**DATA IN THIS EXERCISE**
:::

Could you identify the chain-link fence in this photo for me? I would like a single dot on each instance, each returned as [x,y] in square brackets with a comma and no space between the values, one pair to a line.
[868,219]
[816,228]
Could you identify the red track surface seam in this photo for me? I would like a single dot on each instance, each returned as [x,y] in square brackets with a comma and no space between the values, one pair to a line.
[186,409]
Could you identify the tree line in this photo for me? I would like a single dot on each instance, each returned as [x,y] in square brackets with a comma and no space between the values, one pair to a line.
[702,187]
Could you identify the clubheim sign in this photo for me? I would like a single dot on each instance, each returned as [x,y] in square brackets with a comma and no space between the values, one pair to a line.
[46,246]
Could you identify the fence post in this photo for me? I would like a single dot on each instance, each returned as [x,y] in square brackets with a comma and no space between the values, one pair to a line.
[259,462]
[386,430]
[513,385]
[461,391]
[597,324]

:::

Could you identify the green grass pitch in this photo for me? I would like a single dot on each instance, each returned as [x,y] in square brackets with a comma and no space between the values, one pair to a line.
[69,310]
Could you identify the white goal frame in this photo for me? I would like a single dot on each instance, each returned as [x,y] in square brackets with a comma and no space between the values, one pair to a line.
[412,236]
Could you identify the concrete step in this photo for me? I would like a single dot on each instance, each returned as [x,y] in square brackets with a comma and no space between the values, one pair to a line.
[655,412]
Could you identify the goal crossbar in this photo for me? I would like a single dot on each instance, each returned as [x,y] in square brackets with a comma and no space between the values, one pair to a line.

:::

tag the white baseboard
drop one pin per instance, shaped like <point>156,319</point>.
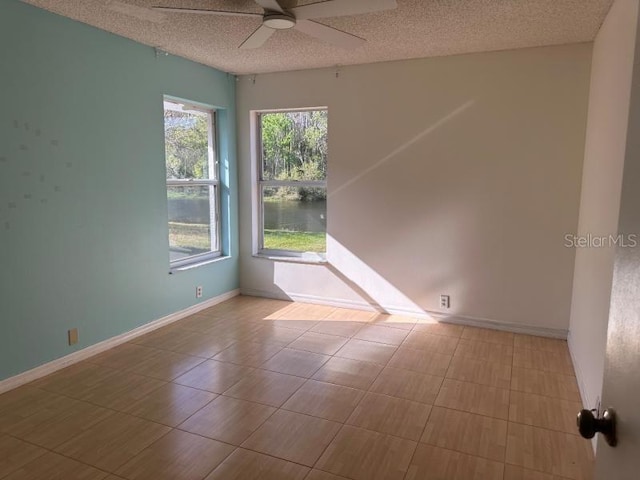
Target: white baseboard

:::

**WHAT IS EXPECTED**
Using the data above, show each line where "baseboard" occurs.

**COMPLETED EXERCISE**
tag the white baseboard
Target: white baseboard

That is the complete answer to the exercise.